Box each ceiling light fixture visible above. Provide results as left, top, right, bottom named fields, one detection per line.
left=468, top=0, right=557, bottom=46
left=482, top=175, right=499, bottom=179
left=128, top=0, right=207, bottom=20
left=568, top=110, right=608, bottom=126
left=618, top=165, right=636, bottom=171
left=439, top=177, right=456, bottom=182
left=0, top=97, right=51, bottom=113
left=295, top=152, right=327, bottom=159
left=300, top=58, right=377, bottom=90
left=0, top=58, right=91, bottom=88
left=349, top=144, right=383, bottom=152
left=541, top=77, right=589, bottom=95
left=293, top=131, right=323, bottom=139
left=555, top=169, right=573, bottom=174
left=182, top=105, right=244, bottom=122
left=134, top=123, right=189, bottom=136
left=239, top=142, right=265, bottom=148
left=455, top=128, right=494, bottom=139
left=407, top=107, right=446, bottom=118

• _Task prompt_
Return all of the entries exactly as they were supplied.

• _Task solution_
Box each ceiling light fixture visible above. Provide results as left, top, right, bottom named fields, one detection per line.
left=468, top=0, right=557, bottom=46
left=482, top=175, right=499, bottom=179
left=128, top=0, right=207, bottom=20
left=568, top=110, right=608, bottom=126
left=618, top=165, right=636, bottom=171
left=439, top=177, right=456, bottom=182
left=0, top=97, right=51, bottom=113
left=295, top=152, right=327, bottom=159
left=300, top=58, right=377, bottom=90
left=0, top=58, right=91, bottom=88
left=349, top=144, right=383, bottom=152
left=541, top=77, right=589, bottom=95
left=293, top=131, right=323, bottom=139
left=555, top=169, right=573, bottom=174
left=182, top=105, right=244, bottom=122
left=134, top=123, right=189, bottom=136
left=239, top=142, right=265, bottom=148
left=455, top=128, right=494, bottom=139
left=407, top=107, right=446, bottom=118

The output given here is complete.